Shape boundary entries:
────────

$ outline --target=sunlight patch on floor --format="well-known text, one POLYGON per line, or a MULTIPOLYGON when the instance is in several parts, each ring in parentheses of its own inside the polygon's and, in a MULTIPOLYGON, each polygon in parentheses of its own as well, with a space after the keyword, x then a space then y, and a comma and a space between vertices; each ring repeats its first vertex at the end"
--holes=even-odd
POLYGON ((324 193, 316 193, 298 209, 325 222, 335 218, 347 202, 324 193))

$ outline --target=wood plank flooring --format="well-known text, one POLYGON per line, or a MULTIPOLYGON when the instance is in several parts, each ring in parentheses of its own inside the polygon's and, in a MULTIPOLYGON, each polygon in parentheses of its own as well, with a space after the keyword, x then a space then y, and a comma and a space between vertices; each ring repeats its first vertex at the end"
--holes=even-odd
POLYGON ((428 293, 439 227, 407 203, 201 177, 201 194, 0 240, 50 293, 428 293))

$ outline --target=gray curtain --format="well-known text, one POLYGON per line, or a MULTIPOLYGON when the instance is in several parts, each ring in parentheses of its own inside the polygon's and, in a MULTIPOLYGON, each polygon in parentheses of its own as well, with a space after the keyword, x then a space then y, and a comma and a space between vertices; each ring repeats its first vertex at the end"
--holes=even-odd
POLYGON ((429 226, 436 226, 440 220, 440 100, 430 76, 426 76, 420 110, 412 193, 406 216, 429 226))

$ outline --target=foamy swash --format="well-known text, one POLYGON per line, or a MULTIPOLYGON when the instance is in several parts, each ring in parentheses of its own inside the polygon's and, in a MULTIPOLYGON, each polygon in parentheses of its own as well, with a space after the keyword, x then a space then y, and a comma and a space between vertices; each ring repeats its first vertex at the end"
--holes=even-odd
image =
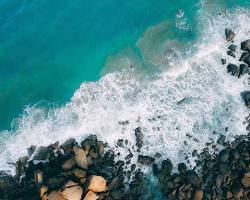
MULTIPOLYGON (((239 44, 249 34, 250 13, 237 10, 225 15, 213 20, 201 16, 201 38, 192 45, 190 52, 193 53, 182 58, 156 55, 145 49, 147 45, 142 43, 152 42, 145 40, 145 34, 137 46, 146 63, 161 63, 162 72, 157 77, 125 69, 109 73, 98 82, 82 84, 64 107, 49 111, 27 108, 16 131, 0 134, 3 143, 0 169, 9 169, 11 166, 7 163, 25 155, 30 145, 48 145, 70 137, 81 140, 90 133, 111 147, 115 147, 118 139, 127 139, 132 147, 134 129, 141 127, 145 142, 141 153, 155 155, 158 152, 175 164, 221 134, 228 139, 245 134, 243 122, 248 112, 240 92, 248 89, 248 85, 244 78, 227 74, 220 59, 226 57, 229 62, 231 59, 225 52, 228 45, 225 27, 235 31, 235 43, 239 44), (147 56, 149 52, 154 55, 151 61, 147 56), (123 121, 129 123, 119 123, 123 121)), ((150 30, 154 31, 154 27, 150 30)), ((130 57, 124 60, 129 64, 138 63, 130 57)), ((119 150, 122 159, 126 152, 119 150)), ((193 165, 192 158, 190 160, 193 165)))

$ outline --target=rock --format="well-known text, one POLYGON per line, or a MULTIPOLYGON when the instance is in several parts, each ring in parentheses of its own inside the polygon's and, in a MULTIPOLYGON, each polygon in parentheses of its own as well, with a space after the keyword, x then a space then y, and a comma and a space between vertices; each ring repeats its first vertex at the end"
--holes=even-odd
POLYGON ((68 181, 61 194, 68 200, 81 200, 83 189, 73 181, 68 181))
POLYGON ((34 162, 40 162, 40 161, 48 162, 51 153, 52 153, 52 150, 49 147, 40 146, 34 152, 34 156, 33 156, 32 159, 33 159, 34 162))
POLYGON ((237 65, 234 65, 234 64, 229 64, 227 66, 227 71, 233 75, 233 76, 238 76, 239 75, 239 68, 237 65))
POLYGON ((231 44, 231 45, 228 47, 228 49, 231 50, 231 51, 233 51, 233 52, 236 51, 236 48, 237 48, 237 46, 234 45, 234 44, 231 44))
POLYGON ((65 163, 62 165, 63 170, 70 170, 76 165, 75 157, 72 157, 68 159, 65 163))
POLYGON ((86 171, 83 171, 81 169, 76 168, 76 169, 73 170, 73 174, 77 178, 81 179, 81 178, 84 178, 86 176, 86 171))
POLYGON ((243 61, 250 56, 249 52, 243 52, 240 56, 239 61, 243 61))
POLYGON ((179 163, 178 164, 178 171, 181 173, 181 174, 184 174, 186 171, 187 171, 187 166, 185 163, 179 163))
POLYGON ((77 146, 74 146, 73 150, 75 152, 76 165, 82 169, 88 169, 88 161, 85 151, 77 146))
POLYGON ((225 142, 225 139, 226 139, 226 136, 225 136, 225 135, 221 135, 221 136, 219 137, 219 139, 217 140, 217 144, 223 145, 224 142, 225 142))
POLYGON ((143 146, 143 133, 140 127, 135 129, 136 146, 141 149, 143 146))
POLYGON ((245 105, 250 108, 250 91, 242 92, 241 97, 243 98, 245 105))
POLYGON ((59 192, 53 191, 49 194, 48 200, 68 200, 63 197, 59 192))
POLYGON ((48 187, 43 185, 43 186, 40 188, 40 198, 43 199, 45 193, 47 193, 47 192, 48 192, 48 187))
POLYGON ((88 191, 88 193, 86 194, 83 200, 97 200, 97 199, 98 199, 98 196, 94 192, 88 191))
POLYGON ((227 41, 233 41, 235 37, 235 33, 231 29, 228 29, 228 28, 225 29, 225 35, 226 35, 227 41))
POLYGON ((238 75, 238 78, 240 78, 240 76, 247 74, 248 72, 249 72, 248 66, 245 64, 240 64, 240 73, 238 75))
POLYGON ((28 149, 28 156, 30 157, 36 150, 36 146, 31 145, 28 149))
POLYGON ((91 176, 87 188, 93 192, 104 192, 106 189, 106 180, 101 176, 91 176))
POLYGON ((233 51, 227 51, 227 55, 232 56, 233 58, 236 57, 233 51))
POLYGON ((143 155, 138 156, 138 162, 141 165, 151 165, 154 161, 155 161, 155 158, 151 156, 143 156, 143 155))
POLYGON ((241 179, 241 183, 245 188, 250 187, 250 173, 244 174, 244 177, 241 179))
POLYGON ((250 51, 250 40, 246 40, 241 43, 241 49, 244 51, 250 51))
POLYGON ((104 154, 104 144, 101 141, 97 142, 97 152, 100 157, 102 157, 104 154))
POLYGON ((194 194, 194 200, 202 200, 203 199, 203 191, 196 190, 194 194))
POLYGON ((186 172, 186 182, 195 186, 195 187, 199 187, 201 185, 201 178, 196 174, 195 171, 193 170, 188 170, 186 172))
POLYGON ((97 136, 94 134, 89 135, 85 140, 81 142, 82 147, 84 148, 86 154, 89 153, 91 147, 96 147, 97 136))
POLYGON ((60 148, 63 149, 65 156, 71 153, 72 147, 74 146, 75 143, 76 140, 74 138, 70 138, 60 146, 60 148))
POLYGON ((222 65, 225 65, 227 63, 227 60, 226 59, 221 59, 221 63, 222 63, 222 65))

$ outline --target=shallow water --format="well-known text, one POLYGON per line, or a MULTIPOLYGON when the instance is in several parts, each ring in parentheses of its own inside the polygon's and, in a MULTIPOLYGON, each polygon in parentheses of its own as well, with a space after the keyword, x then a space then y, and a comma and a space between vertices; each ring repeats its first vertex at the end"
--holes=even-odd
MULTIPOLYGON (((144 133, 143 154, 159 152, 174 164, 188 155, 192 167, 194 149, 221 134, 230 140, 246 133, 248 110, 240 92, 249 89, 247 80, 227 74, 220 58, 235 62, 226 56, 225 27, 235 30, 236 44, 247 39, 248 2, 237 7, 235 1, 138 1, 136 6, 126 1, 120 6, 110 0, 92 8, 90 2, 58 7, 56 2, 23 1, 22 9, 13 2, 0 1, 1 9, 6 6, 0 12, 0 118, 7 123, 24 105, 45 101, 26 107, 12 129, 0 133, 0 169, 10 169, 7 163, 25 155, 31 144, 81 140, 90 133, 113 148, 118 139, 128 139, 133 149, 137 127, 144 133), (19 9, 9 16, 14 5, 19 9), (84 6, 88 13, 81 10, 84 6), (35 8, 47 14, 31 20, 35 8), (179 9, 182 17, 176 15, 179 9), (96 17, 100 13, 101 19, 96 17), (126 120, 126 126, 119 123, 126 120)), ((119 151, 121 159, 128 153, 119 151)))

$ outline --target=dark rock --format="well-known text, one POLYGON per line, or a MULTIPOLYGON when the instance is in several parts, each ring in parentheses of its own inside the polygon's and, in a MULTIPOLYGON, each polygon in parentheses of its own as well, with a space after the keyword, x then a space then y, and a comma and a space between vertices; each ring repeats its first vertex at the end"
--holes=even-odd
POLYGON ((249 52, 243 52, 242 54, 241 54, 241 56, 240 56, 240 59, 239 59, 239 61, 243 61, 243 60, 245 60, 246 58, 248 58, 250 56, 250 53, 249 52))
POLYGON ((143 133, 140 127, 135 129, 136 146, 140 150, 143 146, 143 133))
POLYGON ((243 98, 245 105, 250 108, 250 91, 242 92, 241 97, 243 98))
POLYGON ((232 56, 233 58, 236 57, 233 51, 227 51, 227 55, 232 56))
POLYGON ((138 162, 141 165, 151 165, 154 161, 155 161, 155 158, 151 156, 143 156, 143 155, 138 156, 138 162))
POLYGON ((225 65, 227 63, 227 60, 226 59, 221 59, 221 63, 222 63, 222 65, 225 65))
POLYGON ((228 29, 228 28, 225 29, 225 35, 226 35, 227 41, 233 41, 235 37, 235 33, 231 29, 228 29))
POLYGON ((188 170, 186 173, 186 182, 198 188, 202 180, 195 171, 188 170))
POLYGON ((178 164, 178 171, 181 173, 181 174, 184 174, 186 171, 187 171, 187 166, 185 163, 179 163, 178 164))
POLYGON ((69 155, 72 152, 72 148, 75 142, 76 140, 74 138, 70 138, 60 146, 60 148, 63 149, 65 156, 69 155))
POLYGON ((228 47, 228 49, 231 50, 231 51, 233 51, 233 52, 236 51, 236 48, 237 48, 237 46, 234 45, 234 44, 231 44, 231 45, 228 47))
POLYGON ((237 65, 234 65, 234 64, 229 64, 227 66, 227 71, 233 75, 233 76, 238 76, 239 75, 239 68, 237 65))
POLYGON ((28 149, 28 156, 30 157, 36 150, 36 146, 31 145, 28 149))
POLYGON ((85 140, 81 142, 82 147, 85 152, 88 154, 91 147, 96 148, 97 145, 97 136, 94 134, 89 135, 85 140))
POLYGON ((32 159, 34 162, 40 162, 40 161, 48 162, 51 153, 52 153, 51 148, 41 146, 41 147, 38 147, 32 159))
POLYGON ((219 139, 217 140, 217 144, 223 145, 224 142, 225 142, 225 139, 226 139, 226 136, 225 136, 225 135, 221 135, 221 136, 219 137, 219 139))
POLYGON ((241 49, 244 51, 250 51, 250 40, 246 40, 241 43, 241 49))

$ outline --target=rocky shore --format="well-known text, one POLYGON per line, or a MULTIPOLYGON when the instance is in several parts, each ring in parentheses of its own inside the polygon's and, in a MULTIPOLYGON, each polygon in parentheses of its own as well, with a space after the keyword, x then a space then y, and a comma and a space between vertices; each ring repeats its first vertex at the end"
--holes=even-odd
MULTIPOLYGON (((234 44, 235 33, 225 30, 228 49, 227 56, 241 64, 227 63, 222 58, 222 66, 233 76, 241 78, 249 74, 250 40, 240 47, 234 44), (241 56, 236 52, 241 51, 241 56)), ((250 91, 242 91, 242 99, 250 108, 250 91)), ((250 116, 246 119, 250 124, 250 116)), ((120 122, 127 123, 127 122, 120 122)), ((247 130, 250 126, 248 125, 247 130)), ((141 166, 152 169, 157 179, 157 187, 170 200, 247 200, 250 199, 250 134, 238 136, 227 142, 222 135, 203 149, 194 151, 196 167, 190 169, 186 163, 175 169, 170 160, 162 160, 141 155, 144 145, 140 127, 134 130, 136 138, 137 163, 129 151, 124 160, 117 159, 114 149, 89 135, 81 142, 74 138, 63 144, 56 142, 49 146, 31 146, 27 156, 14 163, 16 175, 0 171, 0 200, 137 200, 158 199, 150 191, 148 174, 141 166), (219 149, 221 149, 219 151, 219 149)), ((126 145, 118 140, 117 146, 126 145)))

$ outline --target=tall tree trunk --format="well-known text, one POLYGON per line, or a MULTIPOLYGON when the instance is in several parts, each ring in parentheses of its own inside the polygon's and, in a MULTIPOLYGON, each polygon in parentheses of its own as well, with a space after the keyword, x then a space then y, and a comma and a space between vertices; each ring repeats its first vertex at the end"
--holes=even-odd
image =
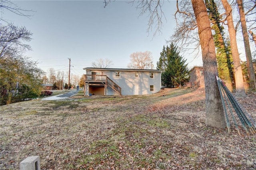
POLYGON ((252 40, 254 42, 254 43, 255 44, 255 47, 256 47, 256 35, 253 34, 253 32, 251 30, 249 30, 249 33, 252 36, 252 40))
POLYGON ((236 95, 238 96, 244 97, 246 95, 244 86, 243 73, 240 63, 239 53, 237 47, 236 31, 234 26, 233 17, 232 16, 232 8, 227 0, 221 0, 223 6, 226 10, 227 15, 227 22, 229 37, 230 39, 230 46, 231 52, 233 57, 234 71, 235 73, 235 81, 236 81, 236 95))
POLYGON ((249 74, 249 85, 250 89, 254 90, 256 89, 255 75, 254 74, 254 70, 253 68, 252 60, 252 53, 251 53, 251 49, 250 47, 249 36, 247 33, 247 28, 246 27, 246 21, 245 21, 245 16, 244 15, 244 7, 243 6, 243 2, 242 0, 236 0, 236 2, 238 6, 242 31, 243 34, 243 37, 244 38, 244 50, 245 50, 245 55, 247 61, 247 68, 249 74))
POLYGON ((219 77, 224 81, 229 90, 232 91, 235 88, 234 78, 234 68, 231 59, 231 52, 228 45, 224 41, 224 28, 220 25, 221 17, 218 11, 217 5, 214 0, 205 0, 209 17, 212 21, 212 29, 214 30, 213 36, 219 77))
POLYGON ((210 21, 203 0, 191 0, 202 51, 206 103, 206 123, 214 127, 225 128, 226 123, 216 79, 218 75, 214 42, 210 21))

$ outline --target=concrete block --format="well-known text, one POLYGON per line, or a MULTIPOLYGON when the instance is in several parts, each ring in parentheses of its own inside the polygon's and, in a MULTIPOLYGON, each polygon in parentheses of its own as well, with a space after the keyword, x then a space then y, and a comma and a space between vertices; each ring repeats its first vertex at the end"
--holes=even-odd
POLYGON ((20 163, 20 170, 40 170, 39 156, 29 156, 20 163))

────────

THE EXERCISE:
Convert the data from the line containing "outline --target=gray curtain" through the line containing "POLYGON ((429 226, 436" into a numbered list, omitting any blank lines.

RESPONSE TO THE EXERCISE:
1. $ outline --target=gray curtain --format="well-known text, one POLYGON per line, or a MULTIPOLYGON when the instance is in several parts, each ring in parentheses of its own inside the polygon's and, in a MULTIPOLYGON, each polygon in parentheses of its own as well, with a space after the keyword, x then a space then y, and a comma and a space between vertices; each ring repeats its first vertex at the end"
2. --holes=even-odd
3. POLYGON ((429 226, 436 226, 440 220, 440 100, 430 76, 426 76, 420 110, 412 193, 406 216, 429 226))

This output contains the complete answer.